■ **SELECTED PASSAGE**

BEGIN

In 2015, after a four-year hiatus, Vanni returned to RTI to write the Italian opening for Lupin III - L'avventura italiana, titled Lupin, un ladro in vacanza. The song, a duet with Italian rapper Moreno, sparked significant controversy on social media, leading to petitions demanding the theme be changed.

In November 2015, three of Vanni's compositions for Cristina D'Avena (Principesse gemelle, Doraemon, and All'arrembaggio!) were released on vinyl as part of a Cristina D'Avena picture disc. The song Rossana was also re-released.

Vanni updated his live repertoire with songs like Occhi di gatto and Lucky Luke, as well as acoustic covers of Capitan Harlock and Piccoli problemi di cuore. He and Longhi also incorporated a DJ set featuring remixes of their tracks, originally from the Cartuno compilations.

=== 2016–2019: YouTube success and Toon Tunz ===
In August 2016, capitalizing on the worldwide success of the Pokémon Go mobile game, Vanni released a music video for the song Pokémon Go, composed with Max Longhi and written by Alessandra Valeri Manera. The track was also released on digital platforms.

Later that year, following Mediaset's acquisition of Dragon Ball Super, a new Italian theme song was requested. However, due to issues involving the duo and Toei Animation, the song was never officially used for the broadcast. Despite this, Vanni released the track, titled Dragon Ball Super Kame Hame Ha, on his YouTube channel on 23 December, coinciding with the Italian premiere of the series.

On 16 March 2017, Vanni, Longhi, and Valeri Manera collaborated again after five years to write a new song for Cristina D'Avena, Noi Puffi siam così (The Smurfs). Vanni also participated in Ninni Carucci's charity project to fund a music school in Amatrice following the August 2016 earthquake, performing the song Alza gli occhi e vai alongside various other musicians.

END

■ **INFORMATION PROVIDED**
BEGIN

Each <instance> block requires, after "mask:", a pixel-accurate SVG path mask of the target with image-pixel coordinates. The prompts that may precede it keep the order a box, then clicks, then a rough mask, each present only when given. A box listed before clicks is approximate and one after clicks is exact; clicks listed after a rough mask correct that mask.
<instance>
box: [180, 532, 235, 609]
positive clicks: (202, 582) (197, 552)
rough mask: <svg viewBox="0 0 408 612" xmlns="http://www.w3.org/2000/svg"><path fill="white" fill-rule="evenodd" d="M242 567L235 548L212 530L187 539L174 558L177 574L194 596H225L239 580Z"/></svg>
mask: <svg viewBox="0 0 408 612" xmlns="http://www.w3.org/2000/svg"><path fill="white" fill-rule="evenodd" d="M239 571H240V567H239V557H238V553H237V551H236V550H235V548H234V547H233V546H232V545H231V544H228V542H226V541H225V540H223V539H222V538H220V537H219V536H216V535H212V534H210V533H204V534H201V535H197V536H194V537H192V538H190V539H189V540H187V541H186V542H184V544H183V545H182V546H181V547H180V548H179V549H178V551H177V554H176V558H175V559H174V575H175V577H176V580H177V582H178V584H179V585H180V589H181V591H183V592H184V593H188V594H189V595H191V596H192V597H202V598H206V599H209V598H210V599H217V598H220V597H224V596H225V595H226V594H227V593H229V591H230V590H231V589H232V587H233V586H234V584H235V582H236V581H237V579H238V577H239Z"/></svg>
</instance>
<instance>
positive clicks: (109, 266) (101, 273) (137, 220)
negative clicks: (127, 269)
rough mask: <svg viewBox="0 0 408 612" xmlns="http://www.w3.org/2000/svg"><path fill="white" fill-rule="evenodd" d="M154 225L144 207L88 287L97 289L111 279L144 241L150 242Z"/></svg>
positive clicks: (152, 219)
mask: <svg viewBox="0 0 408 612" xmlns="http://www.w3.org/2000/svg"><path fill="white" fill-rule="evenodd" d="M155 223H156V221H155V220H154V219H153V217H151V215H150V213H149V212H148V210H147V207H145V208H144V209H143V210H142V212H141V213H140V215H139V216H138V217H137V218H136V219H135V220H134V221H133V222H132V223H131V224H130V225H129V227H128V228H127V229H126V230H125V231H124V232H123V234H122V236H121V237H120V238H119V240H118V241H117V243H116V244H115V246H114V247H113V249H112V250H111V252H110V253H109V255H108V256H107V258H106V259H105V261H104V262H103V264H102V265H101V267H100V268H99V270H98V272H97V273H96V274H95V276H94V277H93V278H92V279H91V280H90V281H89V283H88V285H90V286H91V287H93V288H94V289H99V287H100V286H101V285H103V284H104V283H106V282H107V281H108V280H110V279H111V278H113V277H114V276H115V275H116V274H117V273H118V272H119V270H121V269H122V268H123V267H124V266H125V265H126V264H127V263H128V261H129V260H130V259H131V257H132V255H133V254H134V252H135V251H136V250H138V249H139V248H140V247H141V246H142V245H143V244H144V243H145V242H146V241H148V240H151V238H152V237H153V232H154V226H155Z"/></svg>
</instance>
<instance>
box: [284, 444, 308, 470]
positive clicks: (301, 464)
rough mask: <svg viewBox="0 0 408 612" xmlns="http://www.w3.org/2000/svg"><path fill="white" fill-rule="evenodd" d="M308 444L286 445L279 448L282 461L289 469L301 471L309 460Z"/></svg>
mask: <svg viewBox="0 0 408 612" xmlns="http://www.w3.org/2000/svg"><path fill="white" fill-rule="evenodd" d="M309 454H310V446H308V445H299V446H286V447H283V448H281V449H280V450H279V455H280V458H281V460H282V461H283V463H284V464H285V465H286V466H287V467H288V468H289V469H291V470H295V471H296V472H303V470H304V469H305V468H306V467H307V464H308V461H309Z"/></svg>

END

Pick up the account of Vanni's music career where it stops, carrying it forward from his 2017 work with Longhi, Valeri Manera and the Amatrice charity project.

On 21 July 2017, Vanni released Sole e Luna, a reggaeton track dedicated to Pokémon: Sun and Moon. Later, on 24 November, he released Time Machine Reloaded, a new version of his previous cover album.

During this period, Vanni frequently collaborated with Italian YouTubers on new music and promotional content. He sang Santa Claus Is Coming to Town for a prank video by TheShow, performed Bruco Gianluco (written by cartoonist and YouTuber Sio), and appeared in various parodies with iPantellas.

In 2018, Vanni collaborated on Dj Matrix and Matt Joe's album Musica da giostra - Volume 5, providing vocals for the dance track Supereroi. Returning to television themes after years of inactivity, he wrote and composed Lupin ladro full-time and Rubami ancora il cuore for Mediaset's broadcast of Lupin the Third Part 5. He also performed Energia ardente and Limit Break, the Italian opening and ending themes for Cardfight!! Vanguard: Asia Circuit. Additionally, he composed and sang Gormiti the Legend is Back for the RAI network.

In 2019, he collaborated again with Dj Matrix and Matt Joe on Musica da giostra - Volume 6 with the song Onda dopo onda.

In early 2019, Vanni announced that he and Max Longhi were working on a new album. Concurrently, a limited "special edition" vinyl of Dragon Ball Super Kame Hame Ha was released as a non-profit initiative to support the Italian web radio station RadioAnimati.

On 18 April 2019, Vanni announced the title of his new album, Toon Tunz. The title is a play on the words "cartoon" and "tunz tunz" (a slang term referring to the heavy bass of dance music). The album marked the first official release of his works produced between 2016 and 2019.

== Discography ==

Tomato

Grande cuore

Giorgio Vanni Project - I cartoni di Italia1

Time Machine - Da Goldrake a Goku

Super Hits - Il meglio del meglio del meglio

Time Machine Reloaded - Da Goldrake a Goku (Dragon Ball)

Toon Tunz

ChalkZone Theme Song (ChalkZone)

== Videography ==

Giorgio Vanni's videography includes music videos filmed in the 1990s for his album Grande cuore, as well as newer videos released on YouTube since 2016.